**WHAT YOU ARE ASKED TO DO**
Somewhere below is a line with "Target: distant mountain ridge" and, later, a line with "per_instance = true"; repeat those two lines and all the lines between them, exactly as they are.

**DATA PROVIDED**
--- START ---
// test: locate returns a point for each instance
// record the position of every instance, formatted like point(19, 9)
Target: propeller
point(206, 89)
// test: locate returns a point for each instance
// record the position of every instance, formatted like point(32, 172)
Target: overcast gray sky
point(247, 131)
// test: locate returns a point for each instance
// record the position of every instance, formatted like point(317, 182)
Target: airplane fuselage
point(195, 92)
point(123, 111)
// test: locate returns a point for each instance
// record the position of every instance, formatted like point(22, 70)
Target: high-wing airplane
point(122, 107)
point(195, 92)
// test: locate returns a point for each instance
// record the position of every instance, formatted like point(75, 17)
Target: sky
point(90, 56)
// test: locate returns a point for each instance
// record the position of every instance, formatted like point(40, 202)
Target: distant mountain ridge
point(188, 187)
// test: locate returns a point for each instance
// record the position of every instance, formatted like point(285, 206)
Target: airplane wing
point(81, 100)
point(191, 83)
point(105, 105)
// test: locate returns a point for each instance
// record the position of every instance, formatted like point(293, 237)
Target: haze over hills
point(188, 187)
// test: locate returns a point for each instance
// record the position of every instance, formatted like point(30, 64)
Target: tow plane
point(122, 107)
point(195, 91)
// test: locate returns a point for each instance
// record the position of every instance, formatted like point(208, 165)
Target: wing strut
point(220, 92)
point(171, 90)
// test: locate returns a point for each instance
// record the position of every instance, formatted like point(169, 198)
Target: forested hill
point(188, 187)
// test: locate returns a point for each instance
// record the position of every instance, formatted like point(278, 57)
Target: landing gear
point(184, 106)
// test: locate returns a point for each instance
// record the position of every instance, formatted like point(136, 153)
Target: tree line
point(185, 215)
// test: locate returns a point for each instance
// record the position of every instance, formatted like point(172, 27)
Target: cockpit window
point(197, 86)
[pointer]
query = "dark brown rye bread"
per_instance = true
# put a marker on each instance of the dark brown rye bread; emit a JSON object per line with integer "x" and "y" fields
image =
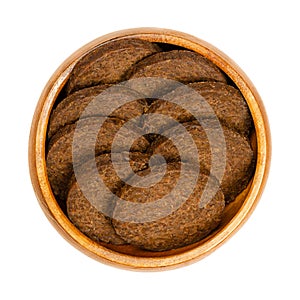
--- END ---
**EXERCISE ANSWER**
Target: distant mountain ridge
point(188, 187)
// test: locate returns a point for each instance
// record the position of every instance, formatted like point(285, 206)
Target: airplane wing
point(81, 100)
point(191, 83)
point(105, 105)
// test: locate returns a point for each instance
// record the position of every instance, formatted like point(293, 237)
Target: haze over hills
point(188, 187)
// test: locate returns a point for each instance
// record the position of every instance, formatted like point(30, 64)
Target: tow plane
point(122, 107)
point(195, 91)
// test: locate returns a point for each instance
// record the position of every instance, formatted like point(208, 165)
Target: wing strut
point(220, 92)
point(171, 90)
// test: locate returns a point for each instance
// record the position of every instance, formatted like point(169, 198)
Target: forested hill
point(188, 187)
// test: locate returns a point for each instance
// record the position of every instance, formatted like point(278, 57)
Target: landing gear
point(184, 106)
// test: locate returns a point for each instance
// record the position of every instance, formatted like point(136, 153)
Target: tree line
point(185, 215)
// test: locate returns a point for each instance
// record the position of every instance, formatted like point(172, 27)
Target: cockpit window
point(197, 86)
[pointer]
query = "dark brown rye bread"
per_instance = true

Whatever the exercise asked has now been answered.